» **AIM OF THE TASK**
In the passage below on urokinase-type plasminogen activator and arthritis, what was injected into the joint as a local trauma in the modified K/BxN model?

Urokinase-type plasminogen activator and arthritis progression: contrasting roles in systemic and monoarticular arthritis models.

INTRODUCTION

Urokinase-type plasminogen activator (u-PA) has been implicated in tissue destruction/remodeling. The absence of u-PA results in resistance of mice to systemic immune complex-driven arthritis models; monoarticular arthritis models involving an intra-articular (i.a.) antigen injection, on the other hand, develop more severe arthritis in its absence. The aims of the current study are to investigate further these contrasting roles that u-PA can play in the pathogenesis of inflammatory arthritis and to determine whether u-PA is required for the cartilage and bone destruction associated with disease progression.

METHODS

To determine how the different pathogenic mechanisms leading to arthritis development in the different models may explain the contrasting requirement for u-PA, the systemic, polyarticular, immune complex-driven K/BxN arthritis model was modified to include an i.a. injection of saline as a local trauma in u-PA-/- mice. This modified model and the antigen-induced arthritis (AIA) model were also used in u-PA-/- mice to determine the requirement for u-PA in joint destruction. Disease severity was determined by clinical and histologic scoring. Fibrin(ogen) staining and the matrix metalloproteinase (MMP)-generated neoepitope DIPEN staining were performed by immunohistochemistry. Gene expression of inflammatory and destructive mediators was measured in joint tissue by quantitative PCR.

RESULTS

In our modified arthritis model, u-PA-/- mice went from being resistant to arthritis development following K/BxN serum transfer to being susceptible following the addition of an i.a. injection of saline. u-PA-/- mice also developed more sustained AIA compared with C57BL/6 mice, including reduced proteoglycan levels and increased bone erosions, fibrin(ogen) deposition and DIPEN expression. Synovial gene expression of the proinflammatory mediators (TNF and IL-1β), aggrecanases (ADAMTS-4 and -5) and MMPs (MMP3 and MMP13) were all sustained over time following AIA induction in u-PA-/- mice compared with C57BL/6 mice.

CONCLUSIONS

We propose that u-PA has a protective role in arthritis models with 'wound healing-like' processes following local trauma, possibly through u-PA/plasmin-mediated fibrinolysis, but a deleterious role in systemic models that are critically dependent on immune complex formation and complement activation. Given that cartilage proteoglycan loss and bone erosions were present and sustained in u-PA-/- mice with monoarticular arthritis, it is unlikely that u-PA/plasmin-mediated proteolysis is contributing directly to this tissue destruction/remodeling.

Collected data:
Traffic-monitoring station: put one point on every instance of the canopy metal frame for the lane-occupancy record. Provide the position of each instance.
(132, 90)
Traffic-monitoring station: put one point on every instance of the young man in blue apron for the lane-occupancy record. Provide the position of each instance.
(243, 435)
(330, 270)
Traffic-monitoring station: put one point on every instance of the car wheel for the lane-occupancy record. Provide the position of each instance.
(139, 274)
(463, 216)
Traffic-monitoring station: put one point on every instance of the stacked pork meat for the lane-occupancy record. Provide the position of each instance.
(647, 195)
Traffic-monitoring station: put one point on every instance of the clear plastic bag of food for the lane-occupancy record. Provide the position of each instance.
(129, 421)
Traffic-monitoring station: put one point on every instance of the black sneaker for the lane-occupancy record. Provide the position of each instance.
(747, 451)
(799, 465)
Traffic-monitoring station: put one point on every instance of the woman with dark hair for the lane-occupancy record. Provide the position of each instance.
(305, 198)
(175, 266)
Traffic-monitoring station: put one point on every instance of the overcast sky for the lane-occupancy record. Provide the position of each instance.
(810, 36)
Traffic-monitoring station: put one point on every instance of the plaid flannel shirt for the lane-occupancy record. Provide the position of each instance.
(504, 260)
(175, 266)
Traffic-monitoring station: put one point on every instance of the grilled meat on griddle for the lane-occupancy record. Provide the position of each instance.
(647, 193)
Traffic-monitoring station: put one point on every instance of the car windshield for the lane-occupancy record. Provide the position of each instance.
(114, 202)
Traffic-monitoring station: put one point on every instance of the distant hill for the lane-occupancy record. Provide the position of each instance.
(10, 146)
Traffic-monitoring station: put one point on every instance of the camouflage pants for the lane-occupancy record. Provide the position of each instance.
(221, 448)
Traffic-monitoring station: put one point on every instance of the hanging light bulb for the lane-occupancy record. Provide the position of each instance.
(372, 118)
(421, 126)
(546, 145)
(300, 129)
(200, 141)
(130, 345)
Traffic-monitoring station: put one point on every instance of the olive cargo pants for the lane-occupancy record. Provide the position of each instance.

» **WRITTEN RESPONSE**
An intra-articular injection of saline.